▶ Given text:

○ ○ ○ ○ ○

Gerris in parallel
From Gerris
The principle is relatively simple: each GfsBox can take a pid
argument which defines the rank of the process on which the solution
for this GfsBox will be computed. If you take the "half cylinder"
example and do something like:
4 3 GfsSimulation GfsBox GfsGEdge {} { Time { end = 10 } Refine 6 GtsSurfaceFile half-cylinder.gts Init {} { U = 1 } OutputProjectionStats { step = 0.02 } stderr OutputSimulation { step = 1 } simulation-%3.1f OutputTiming { start = end } stderr } GfsBox { pid = 0 left = BoundaryInflowConstant 1 } GfsBox { pid = 1 } GfsBox { pid = 2 } GfsBox { pid = 3 right = BoundaryOutflow } 1 2 right 2 3 right 3 4 right
if you run this using
% gerris2D half-cylinder.gfs
it will run on one processor. If you now do
% mpirun -np 4 gerris2D half-cylinder.gfs
it will run on 4 processors with each of the GfsBoxes
assigned to a
different processor. Gerris takes care of the communications necessary
at the boundaries between GfsBoxes
on different processors.

○ ○ ○ ○ ○

▶ Problem 1: Give the passage on running Gerris in parallel again from "example and do" to "on different processors.", substituting "interfaces" for "boundaries".
▶ Problem 2:
Do these statements agree with the passage on running Gerris in parallel? Answer yes or no for each, quoting the words of the passage that decide it.
(a) Running the file with gerris2D alone, without mpirun, uses one processor.
(b) With mpirun -np 4, all GfsBoxes are computed on the same processor.
(c) The user has to handle the communications at boundaries between GfsBoxes on different processors.
The data that follows has no connection to the text about running Gerris in parallel.

○ ○ ○ ○ ○

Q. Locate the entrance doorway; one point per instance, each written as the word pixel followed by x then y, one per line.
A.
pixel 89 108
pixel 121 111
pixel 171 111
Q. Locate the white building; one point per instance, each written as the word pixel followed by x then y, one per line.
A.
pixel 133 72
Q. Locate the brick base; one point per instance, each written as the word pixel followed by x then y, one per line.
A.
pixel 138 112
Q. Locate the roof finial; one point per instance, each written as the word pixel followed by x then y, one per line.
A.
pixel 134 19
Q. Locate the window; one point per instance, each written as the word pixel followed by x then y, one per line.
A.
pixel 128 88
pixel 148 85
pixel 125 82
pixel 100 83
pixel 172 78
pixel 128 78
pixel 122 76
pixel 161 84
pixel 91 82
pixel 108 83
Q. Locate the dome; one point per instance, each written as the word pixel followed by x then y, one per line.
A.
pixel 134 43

○ ○ ○ ○ ○

▶ Full solution 1:
example and do something like:
4 3 GfsSimulation GfsBox GfsGEdge {} { Time { end = 10 } Refine 6 GtsSurfaceFile half-cylinder.gts Init {} { U = 1 } OutputProjectionStats { step = 0.02 } stderr OutputSimulation { step = 1 } simulation-%3.1f OutputTiming { start = end } stderr } GfsBox { pid = 0 left = BoundaryInflowConstant 1 } GfsBox { pid = 1 } GfsBox { pid = 2 } GfsBox { pid = 3 right = BoundaryOutflow } 1 2 right 2 3 right 3 4 right
if you run this using
% gerris2D half-cylinder.gfs
it will run on one processor. If you now do
% mpirun -np 4 gerris2D half-cylinder.gfs
it will run on 4 processors with each of the GfsBoxes
assigned to a
different processor. Gerris takes care of the communications necessary
at the interfaces between GfsBoxes
on different processors.

▶ Full solution 2:
(a) Yes: "it will run on one processor."
(b) No: "with each of the GfsBoxes assigned to a different processor."
(c) No: "Gerris takes care of the communications necessary at the boundaries between GfsBoxes on different processors."